--- Study material ---

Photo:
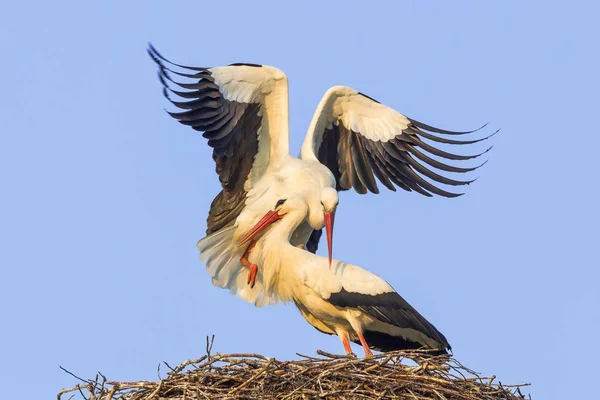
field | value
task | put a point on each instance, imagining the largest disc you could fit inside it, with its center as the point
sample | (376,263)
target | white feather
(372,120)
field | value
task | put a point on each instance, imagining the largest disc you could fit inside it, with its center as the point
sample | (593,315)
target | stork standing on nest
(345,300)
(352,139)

---
--- Study material ---

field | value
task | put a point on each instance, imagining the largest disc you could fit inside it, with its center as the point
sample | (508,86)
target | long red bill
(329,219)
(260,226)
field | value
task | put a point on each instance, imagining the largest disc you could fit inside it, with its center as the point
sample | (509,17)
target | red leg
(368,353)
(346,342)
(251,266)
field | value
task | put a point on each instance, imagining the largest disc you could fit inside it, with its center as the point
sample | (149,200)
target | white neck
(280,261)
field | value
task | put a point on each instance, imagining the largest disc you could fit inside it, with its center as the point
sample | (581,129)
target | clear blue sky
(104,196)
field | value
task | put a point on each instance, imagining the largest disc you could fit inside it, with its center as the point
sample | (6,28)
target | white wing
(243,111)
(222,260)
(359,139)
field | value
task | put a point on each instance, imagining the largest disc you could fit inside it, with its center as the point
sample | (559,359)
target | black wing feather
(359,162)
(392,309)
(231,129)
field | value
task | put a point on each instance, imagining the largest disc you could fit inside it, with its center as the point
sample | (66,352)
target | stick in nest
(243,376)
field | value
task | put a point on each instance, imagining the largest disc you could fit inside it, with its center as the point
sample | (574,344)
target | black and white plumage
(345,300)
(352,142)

---
--- Study material ---

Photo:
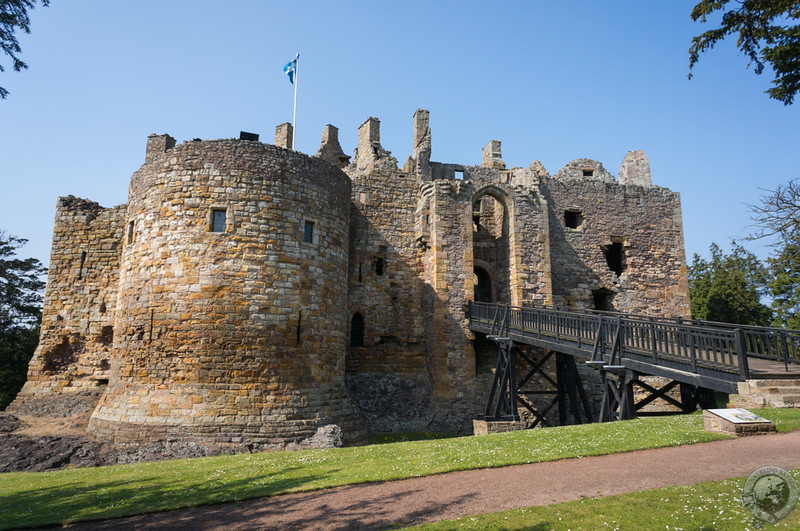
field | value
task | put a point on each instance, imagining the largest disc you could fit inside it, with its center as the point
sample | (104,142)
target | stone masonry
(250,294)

---

> [Work instruction]: The answer must be every line of the records that contains the word "sample".

> [Answer to the problem]:
sample | (376,263)
sample | (593,315)
sample | (508,86)
sample | (509,17)
sample | (149,200)
sample | (581,129)
sample | (6,28)
sample | (559,359)
sample | (66,352)
sample | (574,344)
sample | (104,142)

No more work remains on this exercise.